» Text under study
= Beginning of Section =

The next set of evidence about the health benefits of chocolate has arrived. A study from the University of Cologne in Germany found that dark chocolate seems to have a lowering effect on your blood pressure! Before you go digging into that box of chocolates, keep reading.
According to the study, it doesn’t take a lot of chocolate to produce the beneficial effects for your heart. The volunteers in the German study ate about six grams of dark chocolate every day — that’s about one and a half Hershey’s Kisses. If ever there was a study I wish I could have been a participant in, it’s this one: one group ate dark chocolate every day and the other group ate white chocolate. That’s a win-win situation to me!
Study participants were mostly healthy adults with mild high blood pressure or pre-hypertension. The average blood pressure at the start of the study was 147 over 86. The dark chocolate eaters dropped three points of systolic blood pressure and two points of diastolic. The white chocolate eaters — white chocolate doesn’t contain any cocoa — didn’t see any change in their numbers.
This is the first study to point out that just a little bit of dark chocolate is enough to make a difference in blood pressure readings. The drop in blood pressure wasn’t huge, but it was enough to potentially cut the risk of heart disease in the long term. The key ingredient is the flavanols — plant-based compounds in cocoa that also work their magic in red wine. Tests suggest that the steady exposure to flavanols helped the body keep blood vessels dilated and blood pressure more regular.

= End of Section =

» Required work
Can you quote the passage of the article on dark chocolate and blood pressure starting at "The next set" and ending at "chocolates, keep reading."? The data that comes next is separate material, unrelated to the article on dark chocolate and blood pressure.

» Data extract
= Beginning of Section =

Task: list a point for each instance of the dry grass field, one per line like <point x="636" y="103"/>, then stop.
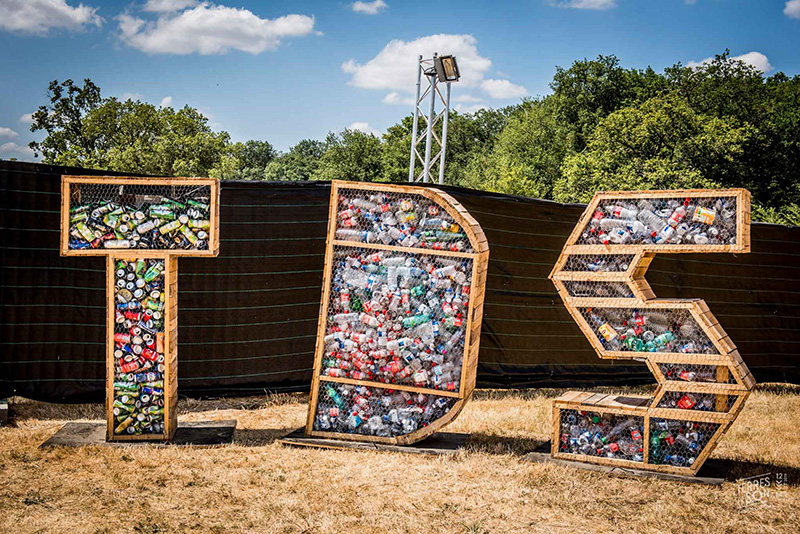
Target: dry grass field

= End of Section =

» Exercise output
The next set of evidence about the health benefits of chocolate has arrived. A study from the University of Cologne in Germany found that dark chocolate seems to have a lowering effect on your blood pressure! Before you go digging into that box of chocolates, keep reading.